TUGAS ANDA
Menurut Paul Enn dalam kutipan teks tentang arminianisme, doktrin apa yang dianut Arminius?

Paul Enn mengatakan, “Arminius telah menganut doktrin bahwa orang
percaya dapat kehilangan keselamatan mereka.”[19] Enn menambahkan, “Arminius menekankan bahwa
kehendak bebas harus dipergunakan dalam ketekunan orang percaya, kalau tidak
maka keselamatan mereka bisa hilang.”[20] Senada dengan Enn, Norman Geisler mengatakan,
“Forced liberty is an absurd notion, and irresistible grace on the unwilling is
precisely that—contrary to the freedom God bestowed upon His human creatures.”[21] Singkatnya, bisa dikatakan bahwa berdasarkan
pandangan arminianisme keselamatan bisa hilang karena kehendak bebas manusia
diberi ruang yang cukup untuk memilih tidak seperti pandangan dari calvinisme
yang mengecilkan ruang kehendak bebas.

DATA YANG DIBERIKAN
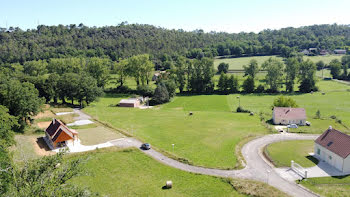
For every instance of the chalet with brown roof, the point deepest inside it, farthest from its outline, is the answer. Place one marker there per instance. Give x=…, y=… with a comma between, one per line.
x=333, y=147
x=288, y=115
x=58, y=134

JAWABAN
Arminius menganut doktrin bahwa orang percaya dapat kehilangan keselamatan mereka.